WHAT THE EXERCISE ASKS:
Show every line of the data below that contains the word "plant", matching its case exactly.

Records:
☆ ☆ ☆ ☆ ☆ ☆ ☆

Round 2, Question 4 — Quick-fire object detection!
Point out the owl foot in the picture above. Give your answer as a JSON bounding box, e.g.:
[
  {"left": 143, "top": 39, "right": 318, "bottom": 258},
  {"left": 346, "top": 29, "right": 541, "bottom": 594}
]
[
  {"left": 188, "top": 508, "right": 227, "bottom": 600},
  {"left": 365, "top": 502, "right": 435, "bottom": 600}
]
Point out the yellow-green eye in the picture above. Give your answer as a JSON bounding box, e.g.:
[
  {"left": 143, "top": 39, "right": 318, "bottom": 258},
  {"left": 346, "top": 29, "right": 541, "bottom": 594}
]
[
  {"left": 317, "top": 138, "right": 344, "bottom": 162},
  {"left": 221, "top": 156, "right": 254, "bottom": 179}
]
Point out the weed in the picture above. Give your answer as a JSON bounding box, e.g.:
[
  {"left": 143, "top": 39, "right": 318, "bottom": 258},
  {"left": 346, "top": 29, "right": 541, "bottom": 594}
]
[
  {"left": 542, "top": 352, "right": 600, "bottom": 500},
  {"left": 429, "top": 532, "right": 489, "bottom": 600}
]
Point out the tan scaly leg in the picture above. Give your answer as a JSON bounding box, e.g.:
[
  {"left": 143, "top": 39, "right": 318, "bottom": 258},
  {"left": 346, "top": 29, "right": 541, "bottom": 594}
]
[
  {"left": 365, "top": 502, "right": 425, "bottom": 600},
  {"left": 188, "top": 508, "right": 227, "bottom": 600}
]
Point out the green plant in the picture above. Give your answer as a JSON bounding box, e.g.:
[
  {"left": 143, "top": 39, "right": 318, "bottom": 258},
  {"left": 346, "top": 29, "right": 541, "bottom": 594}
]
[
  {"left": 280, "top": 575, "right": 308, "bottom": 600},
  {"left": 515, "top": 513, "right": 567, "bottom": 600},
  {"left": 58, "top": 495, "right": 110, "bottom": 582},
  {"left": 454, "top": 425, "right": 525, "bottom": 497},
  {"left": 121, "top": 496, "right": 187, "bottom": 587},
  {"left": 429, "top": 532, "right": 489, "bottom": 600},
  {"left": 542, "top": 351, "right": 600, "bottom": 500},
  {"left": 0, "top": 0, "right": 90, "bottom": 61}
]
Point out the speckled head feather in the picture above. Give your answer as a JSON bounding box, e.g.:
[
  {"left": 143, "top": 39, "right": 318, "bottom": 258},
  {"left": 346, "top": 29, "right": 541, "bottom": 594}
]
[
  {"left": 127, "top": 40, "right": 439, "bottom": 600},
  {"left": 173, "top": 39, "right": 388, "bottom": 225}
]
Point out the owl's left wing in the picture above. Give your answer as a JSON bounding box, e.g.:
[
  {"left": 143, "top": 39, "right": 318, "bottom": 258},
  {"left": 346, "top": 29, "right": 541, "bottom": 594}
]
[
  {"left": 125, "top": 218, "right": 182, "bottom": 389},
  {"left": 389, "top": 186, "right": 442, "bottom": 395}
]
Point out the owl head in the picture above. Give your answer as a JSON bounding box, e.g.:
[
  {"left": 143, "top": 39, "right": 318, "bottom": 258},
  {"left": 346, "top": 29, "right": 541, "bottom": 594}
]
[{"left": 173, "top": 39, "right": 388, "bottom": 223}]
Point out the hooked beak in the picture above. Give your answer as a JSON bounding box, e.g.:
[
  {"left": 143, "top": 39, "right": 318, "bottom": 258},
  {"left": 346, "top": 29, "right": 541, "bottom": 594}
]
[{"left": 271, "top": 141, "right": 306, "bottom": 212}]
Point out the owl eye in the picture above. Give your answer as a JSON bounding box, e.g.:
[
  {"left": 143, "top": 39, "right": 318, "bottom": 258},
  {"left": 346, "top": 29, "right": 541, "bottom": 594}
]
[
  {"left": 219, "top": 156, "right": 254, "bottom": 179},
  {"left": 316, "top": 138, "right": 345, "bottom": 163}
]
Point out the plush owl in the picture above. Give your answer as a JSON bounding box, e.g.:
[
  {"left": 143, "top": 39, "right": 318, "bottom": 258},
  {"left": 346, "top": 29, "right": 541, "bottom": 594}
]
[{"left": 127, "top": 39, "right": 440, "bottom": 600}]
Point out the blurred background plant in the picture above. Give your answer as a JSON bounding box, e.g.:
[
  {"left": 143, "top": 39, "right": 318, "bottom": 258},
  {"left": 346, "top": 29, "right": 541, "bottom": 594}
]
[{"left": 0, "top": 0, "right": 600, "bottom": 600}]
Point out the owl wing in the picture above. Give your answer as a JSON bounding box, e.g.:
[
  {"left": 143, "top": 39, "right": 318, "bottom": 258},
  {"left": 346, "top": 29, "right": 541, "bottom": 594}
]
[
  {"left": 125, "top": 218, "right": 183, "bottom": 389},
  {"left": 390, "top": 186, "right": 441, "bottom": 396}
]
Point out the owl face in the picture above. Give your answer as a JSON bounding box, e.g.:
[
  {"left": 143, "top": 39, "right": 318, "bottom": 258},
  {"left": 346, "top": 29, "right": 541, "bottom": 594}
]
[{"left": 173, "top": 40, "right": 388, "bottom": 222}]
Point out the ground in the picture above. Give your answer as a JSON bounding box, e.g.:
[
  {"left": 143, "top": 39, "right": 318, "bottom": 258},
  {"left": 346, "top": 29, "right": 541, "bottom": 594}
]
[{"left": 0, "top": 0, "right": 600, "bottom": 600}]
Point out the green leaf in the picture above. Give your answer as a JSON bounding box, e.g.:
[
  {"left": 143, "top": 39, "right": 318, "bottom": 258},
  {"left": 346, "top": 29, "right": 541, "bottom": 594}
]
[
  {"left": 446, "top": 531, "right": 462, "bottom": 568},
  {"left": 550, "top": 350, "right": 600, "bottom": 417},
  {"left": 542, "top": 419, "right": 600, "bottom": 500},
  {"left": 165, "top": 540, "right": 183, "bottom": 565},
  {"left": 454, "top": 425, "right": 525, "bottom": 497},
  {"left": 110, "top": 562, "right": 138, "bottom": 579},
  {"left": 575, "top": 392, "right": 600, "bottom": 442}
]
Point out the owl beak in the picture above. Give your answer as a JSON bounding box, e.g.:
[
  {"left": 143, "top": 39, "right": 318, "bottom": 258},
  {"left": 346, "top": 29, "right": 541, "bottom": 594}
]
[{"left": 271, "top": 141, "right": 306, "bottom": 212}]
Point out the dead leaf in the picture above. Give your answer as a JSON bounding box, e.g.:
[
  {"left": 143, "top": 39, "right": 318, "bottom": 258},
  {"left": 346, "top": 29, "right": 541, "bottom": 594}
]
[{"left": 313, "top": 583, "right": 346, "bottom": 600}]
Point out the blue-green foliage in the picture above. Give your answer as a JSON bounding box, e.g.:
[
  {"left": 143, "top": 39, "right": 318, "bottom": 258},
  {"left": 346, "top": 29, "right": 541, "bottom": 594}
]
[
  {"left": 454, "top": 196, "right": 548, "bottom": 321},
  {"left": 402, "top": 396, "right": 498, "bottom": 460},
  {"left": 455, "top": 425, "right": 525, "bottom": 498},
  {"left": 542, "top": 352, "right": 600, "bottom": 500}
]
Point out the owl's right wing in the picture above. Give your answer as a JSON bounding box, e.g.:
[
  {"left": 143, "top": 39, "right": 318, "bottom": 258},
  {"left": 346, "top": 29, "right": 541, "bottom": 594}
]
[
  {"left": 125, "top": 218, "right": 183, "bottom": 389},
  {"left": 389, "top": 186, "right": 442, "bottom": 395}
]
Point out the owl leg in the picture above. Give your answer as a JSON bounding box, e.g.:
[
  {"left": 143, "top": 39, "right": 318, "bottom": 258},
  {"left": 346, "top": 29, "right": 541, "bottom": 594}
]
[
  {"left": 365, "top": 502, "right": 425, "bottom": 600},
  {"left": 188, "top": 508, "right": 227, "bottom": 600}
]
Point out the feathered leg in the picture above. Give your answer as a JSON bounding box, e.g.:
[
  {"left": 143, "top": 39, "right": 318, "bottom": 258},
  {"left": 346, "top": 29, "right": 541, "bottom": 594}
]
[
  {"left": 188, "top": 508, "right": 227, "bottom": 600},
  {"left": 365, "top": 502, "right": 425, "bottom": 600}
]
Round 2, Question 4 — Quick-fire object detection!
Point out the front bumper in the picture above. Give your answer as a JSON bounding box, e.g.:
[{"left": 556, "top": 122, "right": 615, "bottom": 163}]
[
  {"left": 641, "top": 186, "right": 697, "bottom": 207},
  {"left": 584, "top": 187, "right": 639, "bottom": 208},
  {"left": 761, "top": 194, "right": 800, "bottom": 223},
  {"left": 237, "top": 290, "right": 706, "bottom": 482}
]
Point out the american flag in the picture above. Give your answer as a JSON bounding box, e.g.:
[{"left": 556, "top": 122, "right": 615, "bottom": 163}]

☆ ☆ ☆ ☆ ☆ ☆ ☆

RESULT OF THIS TASK:
Point out the green plant in the picture above. Give your answer as a JSON bounding box, e.g.:
Point out the blurred background plant in the picture above. Give your answer as a JSON bounding box, e.g.:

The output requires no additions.